··· Text for analysis ···

What is the basis on flip-flops replaced by a latch [FPGA]

Prev: Multple architectures in ISE top level module?
Next: QDRII on StratixIII pinout strangeness

From: Weng Tianxiang on 11 Feb 2010 15:05

Hi,
I finally understand the reason when a flip-flops can be replaced by a
latch.

Here is the excerpt from the paper "Atom Processor Core Made FPGA
Synthesizable"
Optimized for a frequency range from 800MHz to 1.86Ghz,
the original Atom design makes extensive use of latches
to support time borrowing along the critical timing paths.
With level-sensitive latches, a signal may have a delay larger
than the clock period and may flush through the latches
without causing incorrect data propagation, whereas the delay
of a signal in designs with edge-triggered flip-flops must
be smaller than the clock period to ensure the correctness of
data propagation across flip-flop stages [3]. It is well known
that the static timing analysis of latch-based pipeline designs
with level-sensitive latches is challenging due to two
salient characteristics of time borrowing [2, 3, 14]: (1) a
delay in one pipeline stage depends on the delays in the previous
pipeline stage. (2) in a pipeline design, not only do
the longest and shortest delays from a primary input to a
primary output need to be propagated through the pipeline
stages, but also the critical probabilities that the delays on
latches violate setup-time and hold-time constraints. Such
high dependency across the pipeline stages makes it very
difficult to gauge the impact of correlations among delay
random variables, especially the correlations resulting from
reconvergent fanouts. Due to this innate difficulty, synthesis
tools like DC-FPGA simply do not support latch analysis
and synthesis correctly."

···

**What to do:** Continue the forum post about replacing flip-flops with latches from the point where it stops. None of the records matter for this.

··· Records ···

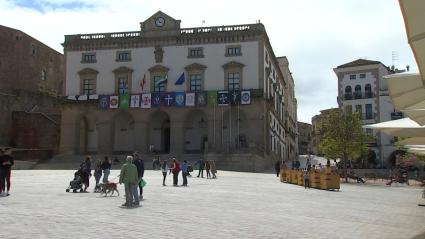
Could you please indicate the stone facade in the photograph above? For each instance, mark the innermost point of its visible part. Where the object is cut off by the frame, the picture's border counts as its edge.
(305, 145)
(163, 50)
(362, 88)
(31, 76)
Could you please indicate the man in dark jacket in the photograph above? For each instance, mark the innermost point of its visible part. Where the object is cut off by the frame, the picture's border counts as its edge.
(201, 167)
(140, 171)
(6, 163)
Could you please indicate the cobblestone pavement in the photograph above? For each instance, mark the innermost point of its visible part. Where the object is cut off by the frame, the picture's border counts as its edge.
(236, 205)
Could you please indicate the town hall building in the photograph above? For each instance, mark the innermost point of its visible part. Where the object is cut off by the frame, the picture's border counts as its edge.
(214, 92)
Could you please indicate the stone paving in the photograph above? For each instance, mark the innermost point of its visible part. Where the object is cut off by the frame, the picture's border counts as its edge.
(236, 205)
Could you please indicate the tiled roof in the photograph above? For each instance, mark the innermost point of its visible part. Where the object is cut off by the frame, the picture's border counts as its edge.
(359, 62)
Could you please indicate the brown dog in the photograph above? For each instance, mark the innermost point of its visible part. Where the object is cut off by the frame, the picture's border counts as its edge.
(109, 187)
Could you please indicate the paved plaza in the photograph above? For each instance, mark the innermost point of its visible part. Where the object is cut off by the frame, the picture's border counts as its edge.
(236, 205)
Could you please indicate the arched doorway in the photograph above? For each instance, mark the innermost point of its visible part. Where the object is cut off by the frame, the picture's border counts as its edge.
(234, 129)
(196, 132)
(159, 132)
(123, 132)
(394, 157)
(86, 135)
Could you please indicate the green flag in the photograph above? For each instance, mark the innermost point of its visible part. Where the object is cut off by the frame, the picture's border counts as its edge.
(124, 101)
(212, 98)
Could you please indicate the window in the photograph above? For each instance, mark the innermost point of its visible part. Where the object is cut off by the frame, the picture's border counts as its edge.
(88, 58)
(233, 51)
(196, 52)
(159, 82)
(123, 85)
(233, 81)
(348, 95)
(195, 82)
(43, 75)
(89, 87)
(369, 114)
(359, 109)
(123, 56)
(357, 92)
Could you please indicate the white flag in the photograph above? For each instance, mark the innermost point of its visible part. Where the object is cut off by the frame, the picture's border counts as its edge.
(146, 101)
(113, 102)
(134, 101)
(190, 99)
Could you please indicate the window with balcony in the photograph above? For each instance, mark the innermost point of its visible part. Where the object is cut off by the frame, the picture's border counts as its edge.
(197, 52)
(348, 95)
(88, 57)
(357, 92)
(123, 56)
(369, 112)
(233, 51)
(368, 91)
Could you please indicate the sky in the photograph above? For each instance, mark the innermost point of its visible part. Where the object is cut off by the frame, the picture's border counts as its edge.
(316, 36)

···
··· Records ···

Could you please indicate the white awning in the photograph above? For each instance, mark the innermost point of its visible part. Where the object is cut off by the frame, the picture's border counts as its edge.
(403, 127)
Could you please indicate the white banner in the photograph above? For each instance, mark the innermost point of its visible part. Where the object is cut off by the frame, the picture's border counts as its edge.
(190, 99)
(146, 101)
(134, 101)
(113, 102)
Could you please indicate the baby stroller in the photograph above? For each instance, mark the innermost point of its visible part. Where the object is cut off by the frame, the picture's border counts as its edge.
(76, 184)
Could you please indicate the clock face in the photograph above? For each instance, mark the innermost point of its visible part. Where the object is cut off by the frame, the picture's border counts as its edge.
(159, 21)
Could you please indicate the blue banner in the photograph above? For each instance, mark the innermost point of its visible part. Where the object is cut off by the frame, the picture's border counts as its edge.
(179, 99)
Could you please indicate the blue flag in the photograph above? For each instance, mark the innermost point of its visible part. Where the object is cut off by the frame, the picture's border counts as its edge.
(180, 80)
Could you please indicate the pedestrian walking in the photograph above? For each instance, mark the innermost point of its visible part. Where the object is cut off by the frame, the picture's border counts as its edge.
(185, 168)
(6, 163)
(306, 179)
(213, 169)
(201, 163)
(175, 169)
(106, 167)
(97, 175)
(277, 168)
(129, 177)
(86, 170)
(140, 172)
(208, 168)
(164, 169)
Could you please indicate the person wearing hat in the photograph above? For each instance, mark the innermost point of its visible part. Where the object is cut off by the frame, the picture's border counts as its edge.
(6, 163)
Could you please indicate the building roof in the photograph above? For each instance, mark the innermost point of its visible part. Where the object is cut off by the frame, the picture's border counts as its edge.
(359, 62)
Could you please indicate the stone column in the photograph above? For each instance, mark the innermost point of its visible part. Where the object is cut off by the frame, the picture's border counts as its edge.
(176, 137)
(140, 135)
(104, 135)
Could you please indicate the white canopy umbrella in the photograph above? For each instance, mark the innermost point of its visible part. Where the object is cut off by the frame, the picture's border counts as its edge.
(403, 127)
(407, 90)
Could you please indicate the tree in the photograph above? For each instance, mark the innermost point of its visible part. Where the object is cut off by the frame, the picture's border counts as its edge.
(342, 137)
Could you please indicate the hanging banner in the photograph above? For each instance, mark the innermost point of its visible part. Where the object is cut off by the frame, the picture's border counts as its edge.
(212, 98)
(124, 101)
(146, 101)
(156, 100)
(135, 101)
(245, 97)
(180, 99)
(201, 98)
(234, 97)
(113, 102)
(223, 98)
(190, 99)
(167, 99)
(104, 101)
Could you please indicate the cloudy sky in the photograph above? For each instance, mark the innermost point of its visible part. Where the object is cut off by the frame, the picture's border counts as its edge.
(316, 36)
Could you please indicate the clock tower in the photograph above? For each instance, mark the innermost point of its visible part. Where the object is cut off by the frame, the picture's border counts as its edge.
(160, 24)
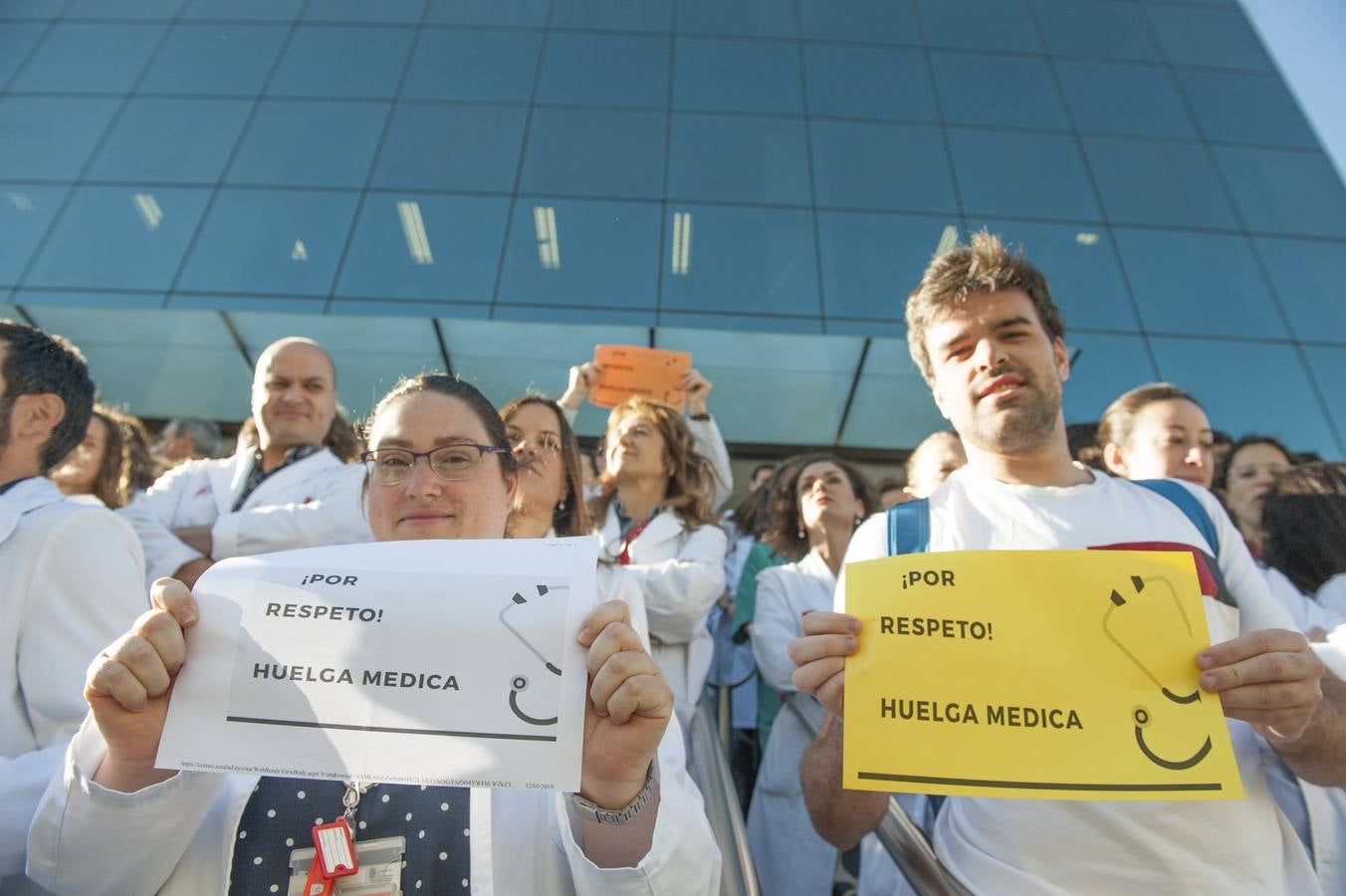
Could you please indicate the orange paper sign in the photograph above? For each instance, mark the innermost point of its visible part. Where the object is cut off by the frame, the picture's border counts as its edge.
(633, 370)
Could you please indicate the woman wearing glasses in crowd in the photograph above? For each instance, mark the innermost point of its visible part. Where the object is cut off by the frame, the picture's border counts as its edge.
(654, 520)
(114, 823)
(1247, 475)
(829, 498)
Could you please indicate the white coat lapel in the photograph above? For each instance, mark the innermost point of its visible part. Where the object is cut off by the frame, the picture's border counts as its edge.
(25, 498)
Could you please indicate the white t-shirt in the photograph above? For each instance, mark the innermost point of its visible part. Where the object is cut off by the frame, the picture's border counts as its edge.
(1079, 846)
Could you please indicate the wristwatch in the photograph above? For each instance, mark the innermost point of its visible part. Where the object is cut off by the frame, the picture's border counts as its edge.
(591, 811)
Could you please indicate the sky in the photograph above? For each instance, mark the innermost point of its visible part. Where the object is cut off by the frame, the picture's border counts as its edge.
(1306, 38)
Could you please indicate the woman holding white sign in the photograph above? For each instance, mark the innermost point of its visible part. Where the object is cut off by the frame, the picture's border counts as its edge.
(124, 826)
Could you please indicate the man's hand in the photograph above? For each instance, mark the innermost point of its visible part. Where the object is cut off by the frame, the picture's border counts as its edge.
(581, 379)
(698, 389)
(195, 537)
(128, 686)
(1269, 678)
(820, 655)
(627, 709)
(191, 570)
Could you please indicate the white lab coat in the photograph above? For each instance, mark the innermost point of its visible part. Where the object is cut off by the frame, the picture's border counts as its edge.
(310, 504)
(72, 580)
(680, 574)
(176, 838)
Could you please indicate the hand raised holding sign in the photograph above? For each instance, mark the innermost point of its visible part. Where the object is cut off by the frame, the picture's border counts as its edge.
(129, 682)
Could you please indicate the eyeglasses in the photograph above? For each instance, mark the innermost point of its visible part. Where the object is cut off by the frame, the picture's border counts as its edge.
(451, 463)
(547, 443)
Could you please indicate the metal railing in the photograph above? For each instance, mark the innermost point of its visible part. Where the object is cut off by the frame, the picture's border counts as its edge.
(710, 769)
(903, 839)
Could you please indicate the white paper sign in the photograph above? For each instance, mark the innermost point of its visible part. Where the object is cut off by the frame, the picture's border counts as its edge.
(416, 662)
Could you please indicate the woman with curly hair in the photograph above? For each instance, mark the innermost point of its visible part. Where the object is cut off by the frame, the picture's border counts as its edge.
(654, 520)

···

**Answer to the exercise:**
In short, a pipeline with several FFs can be replaced with a pipeline
with two FFs in the ends and normal latches inserted between them to
steal time slack.

FF1 ---> FF2 ---> FF3 ---> FF4
FF1 ------->l2 --------> l3--> FF4.

I saw the circuits before, but not realized what the basic reason was.
With the above paper, I now know that the technology is not a new, it
originated in 1980s.

Weng

From: Patrick Maupin on 11 Feb 2010 20:33

Yes, latch-based design is much older than flop-based design, for the
simple reason that it can be cheaper. Think about it -- every flop is
really two latches! (At least for static designs that can be clocked
down to DC...) Where I work (at a chip company), we're still
occasionally converting latch-based designs into flop-based ones.

But (and this is a big but) FPGAs themselves (not just the design
tools) are designed for flop-based design, so if you use latch-based
designs with FPGAs you are not only stressing the timing tools, you
are also avoiding the nice, packaged, back-to-back dedicated latches
they give you called flops.

Pat

On Feb 11, 2:05 pm, Weng Tianxiang <wtx...(a)gmail.com> wrote:
> Hi,
> I finally understand the reason when a flip-flops can be replaced by a
> latch.
>
> Here is the excerpt from the paper "Atom Processor Core Made FPGA
> Synthesizable"
> Optimized for a frequency range from 800MHz to 1.86Ghz,
> the original Atom design makes extensive use of latches
> to support time borrowing along the critical timing paths.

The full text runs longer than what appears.